» **TASK DATA**
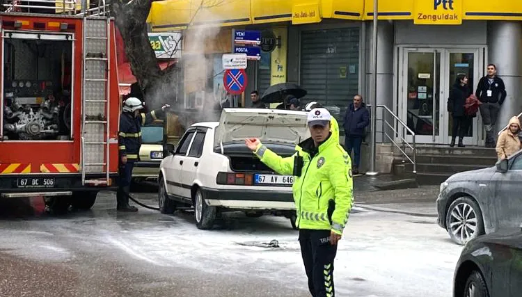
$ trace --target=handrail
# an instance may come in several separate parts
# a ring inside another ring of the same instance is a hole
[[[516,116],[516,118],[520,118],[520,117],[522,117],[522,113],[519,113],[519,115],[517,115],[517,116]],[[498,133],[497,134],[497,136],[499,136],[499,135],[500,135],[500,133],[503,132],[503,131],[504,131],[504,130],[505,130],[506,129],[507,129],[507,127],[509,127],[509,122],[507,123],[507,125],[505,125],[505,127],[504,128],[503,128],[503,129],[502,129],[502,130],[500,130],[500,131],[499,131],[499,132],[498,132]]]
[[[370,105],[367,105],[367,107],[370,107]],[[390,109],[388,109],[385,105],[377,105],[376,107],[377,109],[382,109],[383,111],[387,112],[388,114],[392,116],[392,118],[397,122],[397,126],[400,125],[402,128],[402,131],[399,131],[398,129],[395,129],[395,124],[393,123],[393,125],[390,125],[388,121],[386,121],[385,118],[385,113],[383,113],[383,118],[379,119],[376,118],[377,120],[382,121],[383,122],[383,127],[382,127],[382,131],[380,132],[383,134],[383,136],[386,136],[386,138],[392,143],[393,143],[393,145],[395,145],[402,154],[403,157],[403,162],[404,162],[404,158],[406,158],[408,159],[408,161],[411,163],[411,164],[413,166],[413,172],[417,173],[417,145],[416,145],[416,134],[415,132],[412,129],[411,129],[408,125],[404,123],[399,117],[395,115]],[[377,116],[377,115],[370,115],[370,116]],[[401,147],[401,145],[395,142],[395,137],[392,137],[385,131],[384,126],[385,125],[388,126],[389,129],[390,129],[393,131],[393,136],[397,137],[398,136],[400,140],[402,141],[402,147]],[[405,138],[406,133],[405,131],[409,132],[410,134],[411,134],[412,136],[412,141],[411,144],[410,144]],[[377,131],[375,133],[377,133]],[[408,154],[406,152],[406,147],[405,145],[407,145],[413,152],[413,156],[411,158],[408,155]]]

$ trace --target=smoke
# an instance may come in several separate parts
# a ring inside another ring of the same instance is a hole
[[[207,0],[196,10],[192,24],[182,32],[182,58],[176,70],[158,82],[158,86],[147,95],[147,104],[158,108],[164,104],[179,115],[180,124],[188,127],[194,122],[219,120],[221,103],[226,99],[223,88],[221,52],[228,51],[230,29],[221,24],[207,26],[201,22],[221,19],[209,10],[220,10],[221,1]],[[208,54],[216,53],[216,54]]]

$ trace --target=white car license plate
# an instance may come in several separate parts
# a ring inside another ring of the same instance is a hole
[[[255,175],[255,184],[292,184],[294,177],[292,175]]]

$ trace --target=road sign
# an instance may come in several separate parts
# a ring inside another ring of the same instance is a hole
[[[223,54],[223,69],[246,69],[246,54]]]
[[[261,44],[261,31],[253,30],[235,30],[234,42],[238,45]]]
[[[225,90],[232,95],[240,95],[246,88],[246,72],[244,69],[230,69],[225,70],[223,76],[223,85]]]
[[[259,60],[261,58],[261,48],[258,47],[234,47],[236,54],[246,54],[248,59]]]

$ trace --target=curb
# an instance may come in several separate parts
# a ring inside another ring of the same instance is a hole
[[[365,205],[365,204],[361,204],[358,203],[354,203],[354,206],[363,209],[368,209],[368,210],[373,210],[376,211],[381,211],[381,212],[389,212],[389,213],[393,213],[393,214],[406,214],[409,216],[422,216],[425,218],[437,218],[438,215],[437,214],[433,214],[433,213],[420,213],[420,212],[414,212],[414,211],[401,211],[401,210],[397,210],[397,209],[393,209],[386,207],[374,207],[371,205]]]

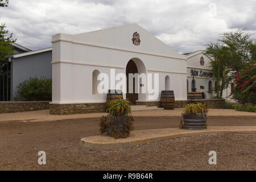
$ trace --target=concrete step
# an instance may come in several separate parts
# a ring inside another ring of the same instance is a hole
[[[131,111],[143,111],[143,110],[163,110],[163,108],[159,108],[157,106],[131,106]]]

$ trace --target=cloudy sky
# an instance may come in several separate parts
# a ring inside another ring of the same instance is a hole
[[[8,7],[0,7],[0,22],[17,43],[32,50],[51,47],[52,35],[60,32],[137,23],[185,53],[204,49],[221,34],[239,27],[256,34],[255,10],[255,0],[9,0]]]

» **THE TASK**
Reproduce all the lines above with "road sign" swapped for "traffic sign" and everything else unchanged. Leave the pictures out.

» **EXERCISE RESULT**
$ trace --target=handrail
# an instance may come in several separate parts
# a ring inside another ring of the same instance is a hole
[[[516,116],[516,118],[520,118],[520,117],[522,117],[522,113],[519,113],[519,115],[517,115],[517,116]],[[498,133],[497,134],[497,136],[499,136],[499,135],[500,135],[500,133],[503,132],[503,131],[504,131],[504,130],[505,130],[506,129],[507,129],[507,127],[509,127],[509,122],[507,123],[507,125],[505,125],[505,127],[504,128],[503,128],[503,129],[502,129],[502,130],[500,130],[500,131],[499,131],[499,132],[498,132]]]
[[[370,105],[367,105],[367,107],[370,107]],[[390,109],[388,109],[385,105],[377,105],[376,107],[377,109],[382,109],[383,111],[387,112],[388,114],[392,116],[392,118],[397,122],[397,126],[400,125],[402,128],[402,131],[399,131],[398,129],[395,129],[395,124],[393,123],[393,125],[390,125],[388,121],[386,121],[385,118],[385,113],[383,113],[383,118],[379,119],[376,118],[377,120],[382,121],[383,122],[383,127],[382,127],[382,131],[380,132],[383,134],[383,136],[386,136],[386,138],[392,143],[393,143],[393,145],[395,145],[402,154],[403,157],[403,162],[404,162],[404,158],[406,158],[408,159],[408,161],[411,163],[411,164],[413,166],[413,172],[417,173],[417,145],[416,145],[416,134],[415,132],[412,129],[411,129],[408,125],[404,123],[399,117],[395,115]],[[377,116],[377,115],[370,115],[370,116]],[[401,147],[401,145],[395,142],[395,137],[392,137],[385,131],[384,126],[385,125],[388,126],[389,129],[390,129],[393,131],[393,136],[397,137],[398,136],[400,140],[402,141],[402,147]],[[405,138],[406,133],[405,131],[409,132],[410,134],[411,134],[412,136],[412,141],[411,144],[410,144]],[[377,131],[375,133],[377,133]],[[408,154],[406,152],[406,147],[405,145],[407,145],[413,152],[413,156],[411,158],[408,155]]]

$ trace --target=smoke
# an instance may come in several separate parts
# a ring inside another ring of the same instance is a hole
[[[207,0],[196,10],[192,24],[182,32],[182,58],[176,70],[158,82],[158,86],[147,95],[147,104],[158,108],[164,104],[179,115],[180,124],[188,127],[194,122],[219,120],[221,103],[226,99],[223,88],[221,52],[228,51],[230,29],[221,24],[207,26],[201,22],[221,19],[209,10],[220,10],[221,1]],[[208,54],[216,53],[216,54]]]

$ trace --target=white car license plate
# an instance may come in several separate parts
# a ring inside another ring of the same instance is a hole
[[[255,175],[255,184],[292,184],[294,177],[292,175]]]

$ trace --target=traffic sign
# an instance may come in several separate parts
# a ring inside another ring of the same instance is a hole
[[[223,54],[223,69],[246,69],[246,54]]]
[[[261,44],[261,31],[253,30],[235,30],[234,42],[238,45]]]
[[[225,90],[232,95],[240,95],[246,88],[246,72],[244,69],[230,69],[225,70],[223,76],[223,85]]]
[[[259,60],[261,58],[261,48],[258,47],[234,47],[236,54],[246,54],[248,59]]]

$ trace --target=curb
# an instance may come in several separate parts
# a ring inside another ring of the same instance is a hole
[[[365,205],[365,204],[361,204],[358,203],[354,203],[354,206],[363,209],[368,209],[368,210],[373,210],[376,211],[381,211],[381,212],[389,212],[389,213],[393,213],[393,214],[406,214],[409,216],[422,216],[425,218],[437,218],[438,215],[437,214],[433,214],[433,213],[420,213],[420,212],[414,212],[414,211],[401,211],[401,210],[397,210],[397,209],[393,209],[386,207],[374,207],[371,205]]]

$ trace --target=concrete step
# an instance may come in several separate parts
# a ring inside another ring of the same instance is a hole
[[[131,111],[143,111],[143,110],[163,110],[163,108],[159,108],[157,106],[131,106]]]

$ trace --target=cloudy sky
# an instance may come in several separate parts
# a ring inside another ring of the same instance is a hole
[[[8,7],[0,7],[0,22],[17,43],[32,50],[51,47],[52,35],[60,32],[137,23],[185,53],[204,49],[221,34],[239,27],[256,34],[255,10],[255,0],[9,0]]]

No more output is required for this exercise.